_Fragment źródła_

>>>

Przejdź do treści
Źródło artykułu

F-16, to jedynie część składowa niesłychanie kosztownego systemu

Symbol nowoczesnej myśli technicznej oraz duma i chluba polskiej armii. To wielozadaniowy F-16, samolot, którego zakup osiem lat temu podzielił nie tylko środowisko ekspertów, ale także opinię publiczną. Dziś sceptyków jest z pewnością mniej i choć według wielu decyzja o zakupie 48 samolotów F-16 dla polskiej armii była poważnym błędem, to w ciągu ośmiu lat większość z nich zdążyła oswoić się z myślą, że nasza armia ma na swoim wyposażeniu jedne z najnowocześniejszych  samolotów bojowych na świecie.

Każdy z nich (bez uzbrojenia, wyposażenia naziemnego, szkolenia pilotów, techników i dokumentacji technicznej) kosztował nieco poniżej 41 mln dolarów (wersja C - jednomiejscowa) i mniej niż 42 mln dolarów (wersja D - dwumiejscowa). Koszt godziny lotu F-16, to kwota około 18 tysięcy dolarów i zawiera wydatki na części zamienne, materiały jednorazowego użytku, remonty i serwisowanie. Koszt samego paliwa w tej kwocie, to około 4 tysiące dolarów.

Pierwsze ,,efy" Block 52 plus pojawiły się w Polsce w listopadzie 2006 roku, wzbudzając ogromne zainteresowanie. 32 z nich trafiły na wyposażenie jednostki z 31. Bazy Lotnictwa Taktycznego w Krzesinach, pozostałe stacjonują w 32. Bazie Lotnictwa Taktycznego w Łasku.

Szkolenie

Nowe samoloty, to także najwyższej klasy piloci, wyszkoleni według nowych zasad, nowej metodyki szkolenia i nauczeni innego - ,,nowoczesnego" sposobu myślenia. Większość z nich przeszła szkolenie w Stanach Zjednoczonych, ale od 2009 roku szkolenia takie prowadzone są także w Polsce. W trakcie szkolenia, czy to w Polsce, czy USA stają się lepszymi pilotami. Podnoszą swoje lotnicze umiejętności i doskonalą język angielski, bo wymagają tego nowe procedury. Koszt podstawowego szkolenia pilota w USA do B-Course, to ok. 2,5 mln dolarów, co oznacza, że ,,As" przestworzy z tysiącem godzin nalotu, to połowa kosztów zakupu samolotu, na którym lata. Bardzo prawdopodobnym jest, że ze względu na cenę paliwa i stosunkowo kapryśną aurę, koszty szkolenia pilota F-16 w Polsce są wyższe niż koszty szkolenia w USA. Nie udało nam się dowiedzieć jak to szkolenie wygląda w Polsce. W USA wygląda to tak:

Szkolenie podzielone jest na cztery etapy:

- szkolenie językowe w ośrodku w Lackland AFB,

- szkolenie podstawowe na samolocie szkolno - treningowym T-38

- IFF (Introduction to Fighter Fundamentals) - również na T-38,

- szkolenie podstawowe na F-16.

<<<

_Wymagania ćwiczenia_
A) W którym miesiącu i roku pierwsze F-16 Block 52 plus pojawiły się w Polsce według artykułu o F-16?
B) Zaktualizuj odcinek artykułu o F-16 od "F-16, to jedynie" do "bojowych na świecie.", wstawiając "specjalistów" w miejsce "ekspertów".
Te wiersze pochodzą z innego źródła.

[Rekordy adnotacji obrysów]
>>>

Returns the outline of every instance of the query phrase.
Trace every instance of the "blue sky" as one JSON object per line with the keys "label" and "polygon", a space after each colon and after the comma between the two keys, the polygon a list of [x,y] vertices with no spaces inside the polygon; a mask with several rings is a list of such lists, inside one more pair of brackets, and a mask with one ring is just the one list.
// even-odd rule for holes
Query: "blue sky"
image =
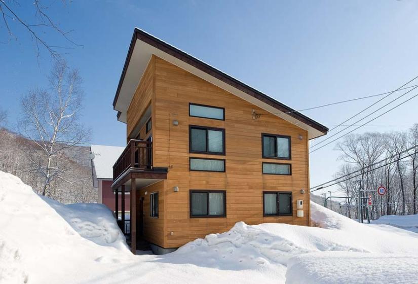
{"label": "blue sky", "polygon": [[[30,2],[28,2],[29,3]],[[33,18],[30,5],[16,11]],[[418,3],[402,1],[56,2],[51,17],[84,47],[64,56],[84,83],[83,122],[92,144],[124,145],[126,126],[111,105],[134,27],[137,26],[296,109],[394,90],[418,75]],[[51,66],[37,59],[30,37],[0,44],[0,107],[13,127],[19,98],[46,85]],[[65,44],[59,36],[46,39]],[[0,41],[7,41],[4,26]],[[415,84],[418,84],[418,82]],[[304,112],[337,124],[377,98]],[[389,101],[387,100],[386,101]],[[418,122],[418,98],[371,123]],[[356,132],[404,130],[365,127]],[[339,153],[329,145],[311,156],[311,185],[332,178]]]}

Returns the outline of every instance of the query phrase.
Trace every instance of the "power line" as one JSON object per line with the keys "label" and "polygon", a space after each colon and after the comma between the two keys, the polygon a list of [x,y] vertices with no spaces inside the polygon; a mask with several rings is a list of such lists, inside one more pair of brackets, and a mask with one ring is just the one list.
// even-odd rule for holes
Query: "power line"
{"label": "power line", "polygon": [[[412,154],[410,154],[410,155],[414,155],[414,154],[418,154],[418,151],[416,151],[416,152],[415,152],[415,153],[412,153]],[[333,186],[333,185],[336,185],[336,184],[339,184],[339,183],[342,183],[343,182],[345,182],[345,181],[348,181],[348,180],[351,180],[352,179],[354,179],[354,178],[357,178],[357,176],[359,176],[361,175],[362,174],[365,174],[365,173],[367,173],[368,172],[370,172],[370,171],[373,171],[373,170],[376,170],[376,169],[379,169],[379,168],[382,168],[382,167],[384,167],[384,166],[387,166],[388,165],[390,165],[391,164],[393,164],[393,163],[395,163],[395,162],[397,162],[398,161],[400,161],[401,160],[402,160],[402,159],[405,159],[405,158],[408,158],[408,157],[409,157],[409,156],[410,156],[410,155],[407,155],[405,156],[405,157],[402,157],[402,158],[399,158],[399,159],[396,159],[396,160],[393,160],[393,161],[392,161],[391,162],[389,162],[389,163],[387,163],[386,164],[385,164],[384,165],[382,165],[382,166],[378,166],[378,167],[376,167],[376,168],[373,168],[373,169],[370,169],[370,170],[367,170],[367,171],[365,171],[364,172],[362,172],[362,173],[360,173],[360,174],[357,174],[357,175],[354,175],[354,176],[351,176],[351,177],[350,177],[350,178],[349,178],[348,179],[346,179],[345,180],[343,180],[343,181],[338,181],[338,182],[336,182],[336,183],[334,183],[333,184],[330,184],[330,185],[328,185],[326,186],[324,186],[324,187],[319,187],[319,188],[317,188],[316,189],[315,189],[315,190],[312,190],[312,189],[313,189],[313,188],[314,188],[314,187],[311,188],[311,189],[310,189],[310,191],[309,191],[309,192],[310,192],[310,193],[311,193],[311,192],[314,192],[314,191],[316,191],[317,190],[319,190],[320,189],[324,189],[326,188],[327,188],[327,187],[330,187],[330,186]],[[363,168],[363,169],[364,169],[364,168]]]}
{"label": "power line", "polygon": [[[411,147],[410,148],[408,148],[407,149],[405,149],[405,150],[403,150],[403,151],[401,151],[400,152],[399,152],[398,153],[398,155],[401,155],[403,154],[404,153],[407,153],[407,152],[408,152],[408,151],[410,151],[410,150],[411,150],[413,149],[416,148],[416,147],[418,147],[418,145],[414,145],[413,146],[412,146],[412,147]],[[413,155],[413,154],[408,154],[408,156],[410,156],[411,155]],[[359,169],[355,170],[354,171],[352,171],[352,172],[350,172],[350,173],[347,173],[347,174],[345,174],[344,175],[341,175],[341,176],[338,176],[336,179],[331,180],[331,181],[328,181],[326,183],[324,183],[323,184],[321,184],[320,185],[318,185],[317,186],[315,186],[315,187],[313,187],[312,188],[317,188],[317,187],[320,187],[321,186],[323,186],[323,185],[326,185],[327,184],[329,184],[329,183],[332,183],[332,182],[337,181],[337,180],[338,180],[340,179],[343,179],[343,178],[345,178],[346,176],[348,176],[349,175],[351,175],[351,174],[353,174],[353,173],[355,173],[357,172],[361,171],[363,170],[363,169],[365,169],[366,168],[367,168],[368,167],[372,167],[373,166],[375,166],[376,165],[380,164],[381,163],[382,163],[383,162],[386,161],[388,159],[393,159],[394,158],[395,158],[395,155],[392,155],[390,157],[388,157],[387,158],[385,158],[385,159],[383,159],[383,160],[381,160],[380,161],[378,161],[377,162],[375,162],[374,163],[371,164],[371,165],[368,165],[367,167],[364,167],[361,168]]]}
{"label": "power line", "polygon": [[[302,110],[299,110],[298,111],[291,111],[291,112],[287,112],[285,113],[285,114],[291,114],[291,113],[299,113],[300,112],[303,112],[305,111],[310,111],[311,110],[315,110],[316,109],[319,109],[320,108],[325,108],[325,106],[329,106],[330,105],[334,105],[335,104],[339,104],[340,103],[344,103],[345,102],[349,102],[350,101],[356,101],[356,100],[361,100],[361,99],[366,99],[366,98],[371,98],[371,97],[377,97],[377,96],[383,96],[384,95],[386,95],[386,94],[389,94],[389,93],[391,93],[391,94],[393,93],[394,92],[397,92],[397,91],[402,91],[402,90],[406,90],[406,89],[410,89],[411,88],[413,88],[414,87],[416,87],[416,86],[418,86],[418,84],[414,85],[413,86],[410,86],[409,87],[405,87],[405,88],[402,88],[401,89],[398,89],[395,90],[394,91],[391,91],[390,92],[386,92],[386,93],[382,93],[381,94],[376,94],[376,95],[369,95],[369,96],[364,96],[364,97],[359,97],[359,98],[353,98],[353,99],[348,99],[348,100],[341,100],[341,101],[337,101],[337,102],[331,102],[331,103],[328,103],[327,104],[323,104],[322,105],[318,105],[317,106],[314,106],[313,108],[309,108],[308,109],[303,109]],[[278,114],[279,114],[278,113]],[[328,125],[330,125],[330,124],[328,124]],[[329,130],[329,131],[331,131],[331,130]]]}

<<<

_Odpowiedzi po kolei_
A) W listopadzie 2006 roku.

B)
F-16, to jedynie część składowa niesłychanie kosztownego systemu

Symbol nowoczesnej myśli technicznej oraz duma i chluba polskiej armii. To wielozadaniowy F-16, samolot, którego zakup osiem lat temu podzielił nie tylko środowisko specjalistów, ale także opinię publiczną. Dziś sceptyków jest z pewnością mniej i choć według wielu decyzja o zakupie 48 samolotów F-16 dla polskiej armii była poważnym błędem, to w ciągu ośmiu lat większość z nich zdążyła oswoić się z myślą, że nasza armia ma na swoim wyposażeniu jedne z najnowocześniejszych  samolotów bojowych na świecie.